Records:
▬▬▬▬▬▬▬▬▬▬

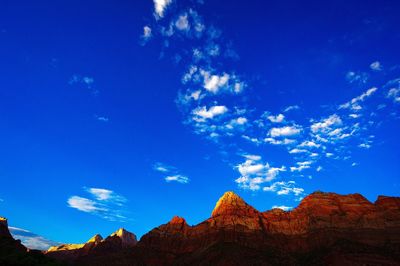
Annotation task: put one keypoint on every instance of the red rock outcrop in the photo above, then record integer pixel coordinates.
(119, 240)
(326, 228)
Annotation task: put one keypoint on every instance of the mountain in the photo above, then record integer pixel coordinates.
(95, 246)
(325, 229)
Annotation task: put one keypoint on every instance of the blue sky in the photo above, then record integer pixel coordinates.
(126, 113)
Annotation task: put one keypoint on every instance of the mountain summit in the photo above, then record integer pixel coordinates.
(232, 204)
(325, 229)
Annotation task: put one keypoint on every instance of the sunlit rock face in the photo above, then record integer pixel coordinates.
(322, 221)
(4, 228)
(326, 228)
(117, 241)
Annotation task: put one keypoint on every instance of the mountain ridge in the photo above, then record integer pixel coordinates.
(327, 228)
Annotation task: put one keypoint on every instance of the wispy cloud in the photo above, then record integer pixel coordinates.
(376, 66)
(358, 78)
(101, 202)
(160, 6)
(214, 100)
(86, 81)
(285, 188)
(255, 173)
(170, 173)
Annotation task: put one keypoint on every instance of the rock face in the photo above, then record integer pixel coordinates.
(95, 246)
(325, 229)
(12, 252)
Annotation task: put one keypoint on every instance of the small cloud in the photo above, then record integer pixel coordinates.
(31, 240)
(357, 77)
(84, 204)
(295, 151)
(102, 118)
(104, 203)
(326, 124)
(213, 83)
(394, 93)
(171, 174)
(286, 131)
(147, 35)
(160, 6)
(254, 172)
(182, 23)
(376, 66)
(178, 178)
(276, 119)
(202, 113)
(291, 108)
(364, 145)
(354, 104)
(285, 188)
(84, 80)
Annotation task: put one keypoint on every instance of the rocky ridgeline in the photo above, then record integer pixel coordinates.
(326, 228)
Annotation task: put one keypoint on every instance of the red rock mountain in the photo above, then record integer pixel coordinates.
(325, 229)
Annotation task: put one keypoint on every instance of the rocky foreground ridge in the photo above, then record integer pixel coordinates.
(325, 229)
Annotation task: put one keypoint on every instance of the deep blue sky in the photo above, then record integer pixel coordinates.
(100, 129)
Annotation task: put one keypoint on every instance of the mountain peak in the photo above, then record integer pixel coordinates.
(177, 220)
(95, 239)
(126, 237)
(232, 204)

▬▬▬▬▬▬▬▬▬▬

» **What is asked**
Reproduce all of the entries above word for word, leaving out the picture.

» **Task result**
Annotation task: put one keypoint on every instance of the red rock outcrop in the photo above, then record integer pixel coordinates.
(119, 240)
(326, 228)
Annotation task: put one keypoint on every instance of the mountain in the photo above, then record integer pixel coordinates.
(95, 246)
(325, 229)
Annotation task: put one keypoint on every instance of the blue sky in the photo above, then record integer pixel coordinates.
(126, 113)
Annotation task: put one keypoint on every instance of the mountain summit in the photo above, then record integer pixel coordinates.
(232, 204)
(325, 229)
Annotation task: put one keypoint on every instance of the sunlit rock face in the photo above, then record integer pixel coordinates.
(322, 221)
(4, 228)
(326, 228)
(117, 241)
Annotation task: put one keypoint on every instance of the mountain ridge in the photo above, then record integer pixel coordinates.
(327, 228)
Annotation task: put one keypoint on every instance of the wispy cloud in the photo above, then record integer pixel coordinates.
(376, 66)
(358, 78)
(101, 202)
(160, 6)
(214, 100)
(86, 81)
(285, 188)
(255, 173)
(170, 173)
Annotation task: put one keypoint on every instance of the rock face in the photo above, then record integer pixel coordinates.
(95, 246)
(325, 229)
(12, 252)
Annotation task: put one keypoint on every instance of the small cloud in the photo above, then record integer pixel coordinates.
(31, 240)
(357, 77)
(84, 204)
(295, 151)
(102, 118)
(104, 203)
(326, 124)
(213, 83)
(394, 93)
(171, 174)
(286, 131)
(147, 35)
(160, 6)
(254, 172)
(182, 23)
(376, 66)
(178, 178)
(276, 119)
(202, 113)
(291, 108)
(364, 145)
(354, 104)
(285, 188)
(84, 80)
Annotation task: put one keypoint on every instance of the rocky ridgeline in the photo above, then record integer pixel coordinates.
(326, 228)
Annotation task: put one keypoint on every instance of the red rock mountain in the photo above, then record integer pixel coordinates.
(325, 229)
Annotation task: put one keypoint on every instance of the rocky foreground ridge in the photo above, then record integer pixel coordinates.
(325, 229)
Annotation task: put one keypoint on every instance of the deep blue sky in the photo above, then record integer pixel coordinates.
(100, 129)
Annotation task: put one keypoint on every instance of the mountain peak in the photo above, then record integer pixel coordinates.
(177, 220)
(95, 239)
(126, 237)
(232, 204)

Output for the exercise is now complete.